• Check your understanding:
A: Answer each question from the review excerpt on China's environment below, one answer per line, marked (i), (ii), (iii) to match.
(i) What does Dr. Economy focus on?
(ii) Whose edited volume includes a chapter by her?
(iii) How many years does the reviewer say it will take for the damage to China's environment to become clear?
B: Does each statement agree with the review excerpt on China's environment below? Answer yes or no, marked (i), (ii), (iii), and quote the words that decide it.
(i) The reviewer shares Dr. Economy's optimism.
(ii) The reviewer's training is more in biology.
(iii) Kristen Day edited the volume CHINA'S ENVIRONMENT AND THE CHALLENGE OF SUSTAINABLE DEVELOPMENT.
C: Carry the review excerpt on China's environment forward with a short paragraph that picks up after its final sentence.

• Text excerpt:
Dr. Economy focuses on politics and policies. These have been notoriously awful under Communism, but there is now a realization of the damage being done, and thus some hope. Dr. Economy is as optimistic as one could reasonably be. Incidentally, interested readers should also look up her very fine chapter in Kristen Day's worthy edited volume CHINA'S ENVIRONMENT AND THE CHALLENGE OF SUSTAINABLE DEVELOPMENT.

I am not so optimistic. One reason is that my training is more in biology, and I am aware that the devastating damage China has done to its environment will not be clear for 50 to 100 years. It takes that long for pollution and environmental degradation to show themselves fully.

• Record excerpts:

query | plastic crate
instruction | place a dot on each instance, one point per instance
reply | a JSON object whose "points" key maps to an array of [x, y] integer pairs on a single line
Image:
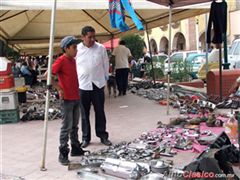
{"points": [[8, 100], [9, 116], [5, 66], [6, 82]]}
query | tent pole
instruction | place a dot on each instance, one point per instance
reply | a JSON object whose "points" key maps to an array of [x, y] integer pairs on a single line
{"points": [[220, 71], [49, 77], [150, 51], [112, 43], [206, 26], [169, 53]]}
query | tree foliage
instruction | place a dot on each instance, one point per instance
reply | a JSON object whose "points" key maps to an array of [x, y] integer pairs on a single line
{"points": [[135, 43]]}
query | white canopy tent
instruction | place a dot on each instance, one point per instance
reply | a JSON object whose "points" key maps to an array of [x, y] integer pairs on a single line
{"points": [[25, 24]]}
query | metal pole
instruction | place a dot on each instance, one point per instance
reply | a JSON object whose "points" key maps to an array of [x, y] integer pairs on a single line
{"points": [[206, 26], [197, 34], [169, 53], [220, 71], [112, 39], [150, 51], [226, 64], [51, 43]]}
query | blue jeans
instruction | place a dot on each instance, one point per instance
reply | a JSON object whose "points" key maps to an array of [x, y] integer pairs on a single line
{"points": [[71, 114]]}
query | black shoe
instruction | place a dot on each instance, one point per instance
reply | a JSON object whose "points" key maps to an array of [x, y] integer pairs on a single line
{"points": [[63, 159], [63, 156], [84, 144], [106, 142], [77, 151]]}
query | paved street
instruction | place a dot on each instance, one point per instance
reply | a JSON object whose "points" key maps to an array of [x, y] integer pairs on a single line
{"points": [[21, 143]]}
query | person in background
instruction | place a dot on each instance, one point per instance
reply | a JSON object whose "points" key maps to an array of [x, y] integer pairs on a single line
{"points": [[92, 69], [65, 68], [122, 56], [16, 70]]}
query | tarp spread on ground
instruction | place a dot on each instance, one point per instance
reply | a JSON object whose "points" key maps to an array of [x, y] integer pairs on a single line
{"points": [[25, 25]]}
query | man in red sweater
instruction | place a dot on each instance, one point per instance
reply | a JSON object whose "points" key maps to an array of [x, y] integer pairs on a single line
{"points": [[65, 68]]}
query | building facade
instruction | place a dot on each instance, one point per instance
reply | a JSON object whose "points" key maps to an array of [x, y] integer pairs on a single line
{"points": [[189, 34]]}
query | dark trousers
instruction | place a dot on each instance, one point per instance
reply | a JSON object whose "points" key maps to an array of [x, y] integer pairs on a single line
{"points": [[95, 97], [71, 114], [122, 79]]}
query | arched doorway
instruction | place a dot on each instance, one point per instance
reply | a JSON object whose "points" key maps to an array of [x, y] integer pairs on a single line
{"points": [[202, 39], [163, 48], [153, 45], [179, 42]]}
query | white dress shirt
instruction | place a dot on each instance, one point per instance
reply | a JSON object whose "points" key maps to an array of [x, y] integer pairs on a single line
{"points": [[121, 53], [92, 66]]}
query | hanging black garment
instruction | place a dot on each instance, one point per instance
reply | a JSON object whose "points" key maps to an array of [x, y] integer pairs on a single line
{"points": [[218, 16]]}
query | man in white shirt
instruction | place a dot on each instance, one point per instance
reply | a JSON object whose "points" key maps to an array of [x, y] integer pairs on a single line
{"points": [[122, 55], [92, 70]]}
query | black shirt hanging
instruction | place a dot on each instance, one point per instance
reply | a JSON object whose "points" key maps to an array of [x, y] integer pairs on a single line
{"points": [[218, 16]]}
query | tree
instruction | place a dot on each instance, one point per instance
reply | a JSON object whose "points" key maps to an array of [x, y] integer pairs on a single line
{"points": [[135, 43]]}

• Exercise results:
A:
(i) Politics and policies.
(ii) Kristen Day's.
(iii) 50 to 100 years.

B:
(i) No: "I am not so optimistic."
(ii) Yes: "my training is more in biology"
(iii) Yes: "Kristen Day's worthy edited volume CHINA'S ENVIRONMENT AND THE CHALLENGE OF SUSTAINABLE DEVELOPMENT"

C:
As Dr. Economy says, China wanted to be "first rich, then clean" (that's the literal Chinese; she actually phrases it more academically). They thought that the west had done this. No, the west started conservation and scientific management long ago. The United States' golden age of conservation was under Theodore Roosevelt, when the US was still poor and rural. The US and western Europe never allowed anything close to what China has done. There was much degradation, but reaction always came eventually. China, like all Communist-led countries, missed this lesson. Marx had spoken: production is all, and top-down control is the way to do it. This has led, everywhere, to dismal environmental records, though much good has come from distributing food, health care, housing, etc., more evenly (this may no longer be the case).